In the essay on setting boundaries, edit the stretch from "I knew the problem, but" through "was a wreck!" so that "doormat" becomes "pushover".

Supplied passage:

....

My classmate from middle and high school had come over to my home for a visit and we were discussing relationships. I was explaining to her how I was struggling with putting what I know to be true into practice when it comes to the area of romantic relationships.
I could give others sound relationship advice but for some reason there was a disconnect in applying it in my own life. I simply could not figure out how I knew what I should be doing but I had no idea how to do it.
She told me what I knew to be true, she said –
“You’ve got to set some boundaries.”
I remember quickly replying “I know… but how?”.
I further explained to her that my dilemma was that while I know I should have boundaries for some reason once I finally opened my heart to a person I would have a hard time sticking to the boundaries. Which ultimately meant I didn’t have any.
She and I had some further discussion, shared thoughts, ideas, stories, food and laughs and then she left, but thankfully – her words didn’t.
I talk and write extensively about standards and boundaries, but for some reason when it comes to romantic relationships I often exercised a weak no towards a man who becomes my object of affection. I was totally aware of this weakness and had been for quite some time.
I was fully cognizant of how actions like being a people pleaser, engaging in over giving, seeking external validation, having a lack of boundaries, possessing low standards, acting out of a fear of abandonment and a fear of rejection were all things that can result in attracting poor relationship partners. And yet I was plagued by each and every one of them.
I often give advice to others in these areas and speak to my friends and family about the dangers of having low self-worth, a lack of self-love and possessing low self-esteem. I am able to give people suggestions on how to improve in those areas and many of them are able to take my advance and make positive adjustments in their life.
But for some reason, while I was improving in those areas I was still riddled by them. In my own life the improvements in those areas were moving at a snail’s pace. It was very frustrating to know what was wrong with an area of my life but not be consciously aware of how to fix it.
I felt stuck.
I knew the problem, but could not determine how to deploy a plan of action in my own life!
Sadly, I was still allowing myself to be a doormat and for the life of me I could not figure out how to get off the floor!
I was very emotionally vulnerable and while I knew better mentally – emotionally I was a wreck!
It is my firm belief that my failure to be true to myself wasn’t just showing up within my romantic life. In all honesty I was going through turmoil in almost every area of my life and I was desperately clinging for a sense of normalcy. I wanted better for myself, I wanted the chaos that was surrounding me to ease. And I knew that it all started with me. I had to work through the chaos within myself.

....

Stored records:
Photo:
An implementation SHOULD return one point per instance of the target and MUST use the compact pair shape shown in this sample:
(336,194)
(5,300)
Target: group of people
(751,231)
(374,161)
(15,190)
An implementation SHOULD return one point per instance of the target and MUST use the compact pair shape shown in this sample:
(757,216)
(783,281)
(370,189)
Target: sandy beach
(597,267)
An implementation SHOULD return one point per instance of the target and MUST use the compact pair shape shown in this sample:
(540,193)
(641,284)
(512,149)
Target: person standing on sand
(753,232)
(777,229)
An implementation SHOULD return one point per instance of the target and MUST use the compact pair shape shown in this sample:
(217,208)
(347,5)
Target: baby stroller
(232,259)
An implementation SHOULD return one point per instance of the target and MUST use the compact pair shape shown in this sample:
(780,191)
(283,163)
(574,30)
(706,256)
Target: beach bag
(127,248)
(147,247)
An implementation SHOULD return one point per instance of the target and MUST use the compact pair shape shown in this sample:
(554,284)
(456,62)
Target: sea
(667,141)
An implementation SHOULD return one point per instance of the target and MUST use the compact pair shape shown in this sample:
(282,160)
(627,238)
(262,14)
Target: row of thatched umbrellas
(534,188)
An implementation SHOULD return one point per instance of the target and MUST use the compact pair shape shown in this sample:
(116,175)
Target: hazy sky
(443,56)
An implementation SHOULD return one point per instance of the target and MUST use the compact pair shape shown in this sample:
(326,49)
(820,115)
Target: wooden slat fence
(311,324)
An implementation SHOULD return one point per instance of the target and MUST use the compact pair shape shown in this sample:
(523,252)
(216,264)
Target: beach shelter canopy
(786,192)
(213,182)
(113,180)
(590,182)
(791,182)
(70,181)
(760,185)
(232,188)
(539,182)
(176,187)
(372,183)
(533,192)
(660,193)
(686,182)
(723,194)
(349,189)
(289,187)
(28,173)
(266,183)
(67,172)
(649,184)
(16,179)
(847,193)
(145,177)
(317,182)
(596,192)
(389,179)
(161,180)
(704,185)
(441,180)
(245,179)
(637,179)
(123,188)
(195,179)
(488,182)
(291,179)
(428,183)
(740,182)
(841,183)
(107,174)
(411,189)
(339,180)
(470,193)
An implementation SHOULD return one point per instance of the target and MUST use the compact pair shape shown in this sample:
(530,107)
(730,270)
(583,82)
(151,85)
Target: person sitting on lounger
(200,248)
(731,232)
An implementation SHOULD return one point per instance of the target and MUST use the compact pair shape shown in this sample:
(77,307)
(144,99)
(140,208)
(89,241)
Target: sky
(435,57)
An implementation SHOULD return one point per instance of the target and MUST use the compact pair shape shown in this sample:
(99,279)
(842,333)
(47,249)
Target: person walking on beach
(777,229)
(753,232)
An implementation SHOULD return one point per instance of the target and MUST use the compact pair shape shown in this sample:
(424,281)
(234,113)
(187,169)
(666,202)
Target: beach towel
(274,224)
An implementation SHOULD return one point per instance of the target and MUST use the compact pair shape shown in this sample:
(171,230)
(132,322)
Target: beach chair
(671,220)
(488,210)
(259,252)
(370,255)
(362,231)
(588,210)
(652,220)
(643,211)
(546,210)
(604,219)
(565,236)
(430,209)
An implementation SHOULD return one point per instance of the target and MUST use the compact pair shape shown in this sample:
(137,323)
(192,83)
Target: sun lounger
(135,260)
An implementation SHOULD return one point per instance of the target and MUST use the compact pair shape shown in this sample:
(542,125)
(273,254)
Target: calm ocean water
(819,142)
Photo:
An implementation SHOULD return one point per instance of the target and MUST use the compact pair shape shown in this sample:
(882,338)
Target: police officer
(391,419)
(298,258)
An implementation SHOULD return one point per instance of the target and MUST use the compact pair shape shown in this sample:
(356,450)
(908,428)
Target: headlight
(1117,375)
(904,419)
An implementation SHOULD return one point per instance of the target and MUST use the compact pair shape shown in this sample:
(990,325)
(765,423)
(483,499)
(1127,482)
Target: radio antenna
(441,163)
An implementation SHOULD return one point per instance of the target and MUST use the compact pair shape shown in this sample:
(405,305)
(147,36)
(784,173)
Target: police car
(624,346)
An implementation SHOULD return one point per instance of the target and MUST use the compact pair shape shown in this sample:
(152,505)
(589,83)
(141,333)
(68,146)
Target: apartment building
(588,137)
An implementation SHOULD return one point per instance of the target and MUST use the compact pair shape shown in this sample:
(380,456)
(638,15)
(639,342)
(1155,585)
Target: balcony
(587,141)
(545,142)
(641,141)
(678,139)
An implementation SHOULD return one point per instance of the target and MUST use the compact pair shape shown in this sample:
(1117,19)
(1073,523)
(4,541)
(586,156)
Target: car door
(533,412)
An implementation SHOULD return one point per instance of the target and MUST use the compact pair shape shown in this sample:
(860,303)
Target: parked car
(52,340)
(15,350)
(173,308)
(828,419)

....

Solution for this problem:
I knew the problem, but could not determine how to deploy a plan of action in my own life!
Sadly, I was still allowing myself to be a pushover and for the life of me I could not figure out how to get off the floor!
I was very emotionally vulnerable and while I knew better mentally – emotionally I was a wreck!